# Written problem 1:
Please repeat the listing from its beginning through the line containing "M 124 103 L", inclusive, substituting "coat sleeve" for "shirt sleeve" and changing nothing else. Leave the pictures out.

Speed/throttling when submitting 1000s of jobs

Gabriel Doctor

Hi

Please could you let me know if there is any constraint against queing up e.g. 1000 or 2000 jobs to be done as  lowpriority workers become available? the jobs are accessing a few small similar files from my platform, as well as different large ones but I don't think that that is the problem as they aren't even starting.  

When I ran just c. 100 jobs, all seemed to start within a  few hours and completed quickly.

With 1000 queued, I've noticed that very few have even started. Am I being throttled because of some flag raised, or is it is just the time of day and patience required? 

 

 

Comments

4 comments

  • Comment author
    Dr. Mc. Ninja

    Let me know if the below is accurate or just slop.

    kthxbi

     

    There is no rule that stops you from submitting thousands of jobs, but two built-in throttles explain why only a few of your 1 000 low-priority jobs are actually starting:

    | Where the brake comes from          | What it does                                      | What you can do                                 |
    | ----------------------------------- | ------------------------------------------------- | ----------------------------------------------- |
    | **Per-user worker quota**           | By default a DNAnexus account can have only       | - Ask UKB-RAP support to raise your *Running    |
    |                                     | **100 workers running at once**. Once you hit     |   Workers* limit if your project really needs   |
    |                                     | that, every extra job stays in *runnable* state   |   more parallelism.                             |
    |                                     | until one of the active jobs finishes or the      | - Or design the pipeline so each job processes  |
    |                                     | quota is raised.                                  |   more than one "unit", reducing the number of  |
    |                                     |                                                   |   jobs you launch.                              |
    | ----------------------------------- | ------------------------------------------------- | ----------------------------------------------- |
    | **Spot-capacity waiting**           | Low-priority jobs run on AWS Spot instances. If   | - Try smaller or more common instance types.    |
    | (low-priority only)                 | EC2 has no spare capacity of the instance type    | - Switch a backlog of urgent jobs to *normal*   |
    |                                     | you requested, the job simply waits—sometimes     |   priority (they fall back to on-demand after   |
    |                                     | for hours or even days—until a spot VM becomes    |   15 min) or to *high* priority (always         |
    |                                     | available.                                        |   on-demand).                                   |

    Practical guidance for huge submissions

    • DNAnexus’ large-batch best-practice notes suggest keeping the “live” queue well below 5 000 jobs and, for HLA-typing as an example, they actually ran 2 000 jobs in parallel while bundling 100 samples per job .

# Written problem 2:
In the thread on job throttling, how many workers can a DNAnexus account have running at once by default?

# Records provided:
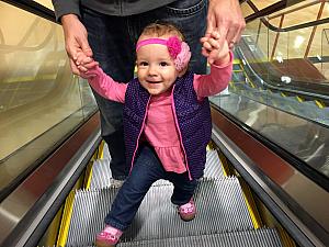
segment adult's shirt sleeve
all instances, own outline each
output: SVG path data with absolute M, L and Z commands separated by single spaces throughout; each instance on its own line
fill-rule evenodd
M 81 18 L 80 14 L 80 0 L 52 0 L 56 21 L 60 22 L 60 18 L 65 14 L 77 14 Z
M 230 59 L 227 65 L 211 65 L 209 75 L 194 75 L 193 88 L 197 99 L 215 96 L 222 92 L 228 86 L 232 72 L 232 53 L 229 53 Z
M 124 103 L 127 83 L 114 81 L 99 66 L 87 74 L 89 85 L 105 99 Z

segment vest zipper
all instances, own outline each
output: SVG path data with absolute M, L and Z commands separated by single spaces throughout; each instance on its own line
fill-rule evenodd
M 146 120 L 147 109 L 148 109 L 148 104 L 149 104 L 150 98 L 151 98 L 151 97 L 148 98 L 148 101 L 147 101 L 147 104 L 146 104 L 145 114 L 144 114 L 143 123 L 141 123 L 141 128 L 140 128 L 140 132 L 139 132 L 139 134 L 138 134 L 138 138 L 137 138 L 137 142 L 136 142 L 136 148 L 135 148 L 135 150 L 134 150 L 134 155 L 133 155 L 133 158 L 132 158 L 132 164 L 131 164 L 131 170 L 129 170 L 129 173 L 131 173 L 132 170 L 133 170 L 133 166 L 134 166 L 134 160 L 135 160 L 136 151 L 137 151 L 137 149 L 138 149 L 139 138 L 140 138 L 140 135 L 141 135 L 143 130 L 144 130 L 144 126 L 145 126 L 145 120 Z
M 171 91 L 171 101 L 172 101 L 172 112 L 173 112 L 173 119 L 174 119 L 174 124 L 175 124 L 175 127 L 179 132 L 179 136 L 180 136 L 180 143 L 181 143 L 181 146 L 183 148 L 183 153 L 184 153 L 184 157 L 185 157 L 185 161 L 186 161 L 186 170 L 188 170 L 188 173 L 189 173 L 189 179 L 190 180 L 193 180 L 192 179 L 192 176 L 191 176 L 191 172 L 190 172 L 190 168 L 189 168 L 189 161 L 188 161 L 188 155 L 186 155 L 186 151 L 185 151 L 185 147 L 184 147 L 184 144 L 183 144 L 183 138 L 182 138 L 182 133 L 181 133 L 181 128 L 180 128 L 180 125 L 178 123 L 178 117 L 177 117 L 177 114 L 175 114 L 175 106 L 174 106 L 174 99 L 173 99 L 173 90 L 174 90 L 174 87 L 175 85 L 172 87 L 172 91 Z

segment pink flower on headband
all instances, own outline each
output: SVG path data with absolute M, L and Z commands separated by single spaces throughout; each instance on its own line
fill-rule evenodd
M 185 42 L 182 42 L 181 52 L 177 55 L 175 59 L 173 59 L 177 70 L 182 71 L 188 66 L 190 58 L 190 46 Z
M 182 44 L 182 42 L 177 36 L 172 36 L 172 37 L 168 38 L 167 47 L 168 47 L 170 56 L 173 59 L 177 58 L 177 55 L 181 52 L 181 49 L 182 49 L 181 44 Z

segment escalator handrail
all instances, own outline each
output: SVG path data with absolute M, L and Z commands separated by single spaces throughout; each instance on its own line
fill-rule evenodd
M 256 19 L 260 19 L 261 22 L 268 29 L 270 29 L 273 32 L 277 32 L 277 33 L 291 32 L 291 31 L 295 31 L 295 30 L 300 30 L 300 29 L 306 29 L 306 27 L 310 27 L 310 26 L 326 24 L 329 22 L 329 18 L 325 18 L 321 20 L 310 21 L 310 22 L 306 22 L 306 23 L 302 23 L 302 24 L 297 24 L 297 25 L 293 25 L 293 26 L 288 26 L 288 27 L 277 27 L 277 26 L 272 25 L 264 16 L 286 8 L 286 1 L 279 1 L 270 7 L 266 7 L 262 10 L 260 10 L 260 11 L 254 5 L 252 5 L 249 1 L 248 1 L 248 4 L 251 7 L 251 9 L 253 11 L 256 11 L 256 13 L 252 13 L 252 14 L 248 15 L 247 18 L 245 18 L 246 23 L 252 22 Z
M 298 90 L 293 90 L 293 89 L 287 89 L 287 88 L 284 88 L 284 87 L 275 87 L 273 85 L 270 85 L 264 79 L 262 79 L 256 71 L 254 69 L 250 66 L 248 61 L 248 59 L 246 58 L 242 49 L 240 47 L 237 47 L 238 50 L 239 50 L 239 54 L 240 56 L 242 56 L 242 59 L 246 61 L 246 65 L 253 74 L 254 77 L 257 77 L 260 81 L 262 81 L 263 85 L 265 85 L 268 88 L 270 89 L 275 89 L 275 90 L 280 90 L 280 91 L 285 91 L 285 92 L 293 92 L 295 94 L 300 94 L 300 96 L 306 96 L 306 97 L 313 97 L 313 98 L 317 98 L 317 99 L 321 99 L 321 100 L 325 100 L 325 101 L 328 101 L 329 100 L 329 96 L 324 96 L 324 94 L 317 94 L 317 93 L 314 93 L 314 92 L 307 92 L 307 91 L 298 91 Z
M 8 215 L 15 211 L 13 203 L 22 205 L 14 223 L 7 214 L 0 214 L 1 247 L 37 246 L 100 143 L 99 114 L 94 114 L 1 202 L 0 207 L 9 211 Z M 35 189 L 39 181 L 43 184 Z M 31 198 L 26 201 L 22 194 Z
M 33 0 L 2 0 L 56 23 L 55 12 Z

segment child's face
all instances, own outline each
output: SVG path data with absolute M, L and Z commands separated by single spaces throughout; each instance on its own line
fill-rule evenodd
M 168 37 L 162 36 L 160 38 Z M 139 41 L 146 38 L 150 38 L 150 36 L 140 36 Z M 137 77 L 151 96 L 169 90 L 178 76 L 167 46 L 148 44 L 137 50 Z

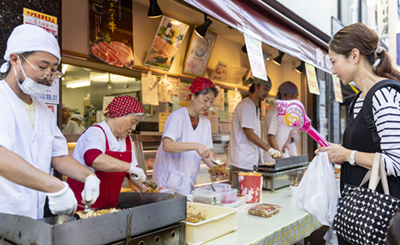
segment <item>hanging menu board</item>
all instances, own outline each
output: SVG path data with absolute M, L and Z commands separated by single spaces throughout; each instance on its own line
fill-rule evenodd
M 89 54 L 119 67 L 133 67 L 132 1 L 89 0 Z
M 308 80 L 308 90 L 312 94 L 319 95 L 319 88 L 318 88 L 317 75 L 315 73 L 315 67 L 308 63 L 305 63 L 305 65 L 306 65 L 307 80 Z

# Reply 1:
segment adult's coat sleeve
all instances, own outline each
output: SVG path data with absolute M, L and Z commands separated by single spaces throughout; each instance on its own line
fill-rule evenodd
M 81 18 L 80 14 L 80 0 L 52 0 L 56 21 L 60 22 L 60 18 L 65 14 L 77 14 Z
M 230 59 L 227 65 L 211 65 L 209 75 L 194 75 L 193 88 L 197 99 L 215 96 L 222 92 L 228 86 L 232 72 L 232 53 L 229 53 Z
M 124 103 L 127 83 L 114 81 L 99 66 L 87 74 L 89 85 L 105 99 Z

# Reply 2:
100 workers.